Given exercise ->
In this exercise, return the whole listing exactly, excluding any images.

Entries ->

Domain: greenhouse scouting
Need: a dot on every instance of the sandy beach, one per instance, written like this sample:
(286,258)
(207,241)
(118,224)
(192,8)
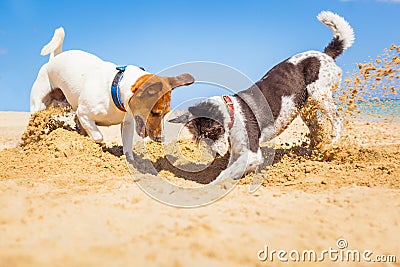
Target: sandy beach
(65,201)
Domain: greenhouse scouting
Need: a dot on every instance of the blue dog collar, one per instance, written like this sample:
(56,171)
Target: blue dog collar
(116,91)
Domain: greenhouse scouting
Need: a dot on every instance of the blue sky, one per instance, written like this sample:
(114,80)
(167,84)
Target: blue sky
(251,36)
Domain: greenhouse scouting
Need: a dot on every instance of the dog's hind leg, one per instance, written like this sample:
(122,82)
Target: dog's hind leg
(315,123)
(328,108)
(89,125)
(40,89)
(127,133)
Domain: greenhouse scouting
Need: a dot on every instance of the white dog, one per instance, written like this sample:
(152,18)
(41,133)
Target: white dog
(102,94)
(242,121)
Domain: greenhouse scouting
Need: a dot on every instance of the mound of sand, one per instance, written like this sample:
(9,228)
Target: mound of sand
(51,146)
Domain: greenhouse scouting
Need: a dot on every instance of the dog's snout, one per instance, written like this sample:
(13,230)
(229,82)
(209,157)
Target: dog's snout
(159,139)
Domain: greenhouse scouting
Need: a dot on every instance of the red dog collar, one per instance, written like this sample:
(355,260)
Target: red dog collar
(231,109)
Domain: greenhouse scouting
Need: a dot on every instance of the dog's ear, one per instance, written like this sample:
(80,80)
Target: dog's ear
(181,80)
(153,88)
(184,118)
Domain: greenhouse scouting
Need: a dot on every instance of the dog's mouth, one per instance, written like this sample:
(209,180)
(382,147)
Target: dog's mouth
(140,126)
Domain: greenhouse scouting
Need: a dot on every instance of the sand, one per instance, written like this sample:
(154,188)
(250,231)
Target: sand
(67,201)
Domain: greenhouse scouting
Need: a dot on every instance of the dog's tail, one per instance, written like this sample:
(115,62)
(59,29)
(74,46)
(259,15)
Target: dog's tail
(54,47)
(343,34)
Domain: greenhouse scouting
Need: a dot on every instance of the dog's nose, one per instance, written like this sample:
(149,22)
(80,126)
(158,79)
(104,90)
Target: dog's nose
(159,139)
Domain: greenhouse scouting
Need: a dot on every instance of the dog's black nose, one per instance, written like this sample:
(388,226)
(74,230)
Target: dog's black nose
(158,139)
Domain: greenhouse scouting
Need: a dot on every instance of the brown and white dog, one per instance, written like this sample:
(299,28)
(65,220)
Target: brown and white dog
(241,122)
(102,94)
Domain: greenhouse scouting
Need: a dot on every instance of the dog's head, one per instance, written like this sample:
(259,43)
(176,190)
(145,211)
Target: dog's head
(205,121)
(151,101)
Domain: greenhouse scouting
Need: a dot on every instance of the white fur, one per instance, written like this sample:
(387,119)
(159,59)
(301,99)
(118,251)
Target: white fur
(286,115)
(320,92)
(242,160)
(54,47)
(86,82)
(339,26)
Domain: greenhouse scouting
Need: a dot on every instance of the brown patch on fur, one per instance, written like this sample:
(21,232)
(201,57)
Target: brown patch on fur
(140,81)
(151,99)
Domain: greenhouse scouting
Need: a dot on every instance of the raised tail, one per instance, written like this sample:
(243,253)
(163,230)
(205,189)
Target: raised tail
(343,34)
(54,47)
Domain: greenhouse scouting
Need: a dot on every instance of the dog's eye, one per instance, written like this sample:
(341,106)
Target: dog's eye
(156,113)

Exercise output ->
Domain: greenhouse scouting
Need: a dot on every instance of the sandy beach, one per instance, written like this sample:
(286,258)
(207,241)
(118,224)
(192,8)
Target: sandy beach
(65,201)
Domain: greenhouse scouting
Need: a dot on every instance of the blue dog collar, one per instance, written like this sample:
(56,171)
Target: blue dog collar
(116,91)
Domain: greenhouse scouting
Need: a dot on every instance of the blue sky, one per instance, written like this sample:
(114,80)
(167,84)
Target: blue sky
(251,36)
Domain: greenhouse scouting
Need: a dot on every instance of the dog's hind leg, one per instance, written like this sample:
(122,82)
Target: dog's hind leg
(315,123)
(328,108)
(89,125)
(40,89)
(127,133)
Domain: greenhouse scouting
Need: a dot on every instance of the white dog, one per instance, written like this sample:
(152,18)
(41,133)
Target: white dog
(102,94)
(242,121)
Domain: greenhouse scouting
Need: a dot on every instance of the mound of sand, one per instance, written like this sample:
(9,228)
Target: mound of sand
(51,146)
Domain: greenhouse scouting
Need: a dot on every instance of the dog's snout, one per instance, written like this sample:
(13,230)
(229,82)
(209,157)
Target: dog's snout
(159,139)
Domain: greenhouse scouting
Need: a dot on every instance of the red dog collar, one per instance, written like this sample:
(355,260)
Target: red dog collar
(231,109)
Domain: greenhouse scouting
Need: a dot on every instance of the dog's ear, one per instance, written like this sample:
(80,80)
Target: dog's ear
(181,80)
(153,88)
(184,118)
Domain: greenhouse scouting
Need: a dot on every instance of the dog's mouth, one per instance, written like this sample:
(209,180)
(382,147)
Target: dog's mouth
(140,126)
Domain: greenhouse scouting
Need: a dot on every instance of the sand, one per instance, written like this sample:
(154,188)
(250,231)
Target: sand
(67,201)
Domain: greenhouse scouting
Need: a dot on every instance of the dog's tail, one per instance, written like this sample:
(115,62)
(59,29)
(74,46)
(259,15)
Target: dog's tail
(54,47)
(343,34)
Domain: greenhouse scouting
Need: a dot on every instance of the dog's nose, one per instance, written like this sample:
(149,22)
(80,126)
(158,79)
(104,90)
Target: dog's nose
(159,139)
Domain: greenhouse scouting
Need: a dot on every instance of the dog's black nose, one per instance, written like this sample:
(388,226)
(74,230)
Target: dog's black nose
(158,139)
Domain: greenhouse scouting
Need: a dot on every instance of the brown and white dog, one per instance, written like this sample:
(299,28)
(65,220)
Target: brown and white dog
(241,122)
(102,94)
Domain: greenhouse scouting
Need: a dot on every instance of the dog's head, one per instance, written like this sample:
(259,43)
(176,190)
(145,211)
Target: dog's head
(205,121)
(151,101)
Domain: greenhouse scouting
Need: a dot on every instance of the white fur, one per instance, written like this sample:
(387,119)
(159,59)
(301,99)
(118,251)
Target: white fur
(286,115)
(320,92)
(242,160)
(54,47)
(86,82)
(339,26)
Domain: greenhouse scouting
Need: a dot on every instance of the brown patch on fur, one per instance, written like this sample:
(21,232)
(201,57)
Target: brown patch on fur
(140,81)
(151,99)
Domain: greenhouse scouting
Need: a dot on every instance of the raised tail, one per instance, written like this sample:
(243,253)
(163,230)
(205,189)
Target: raised tail
(343,34)
(54,47)
Domain: greenhouse scouting
Need: a dot on every instance of the dog's eye, one per instance, written like this sample:
(341,106)
Target: dog's eye
(156,113)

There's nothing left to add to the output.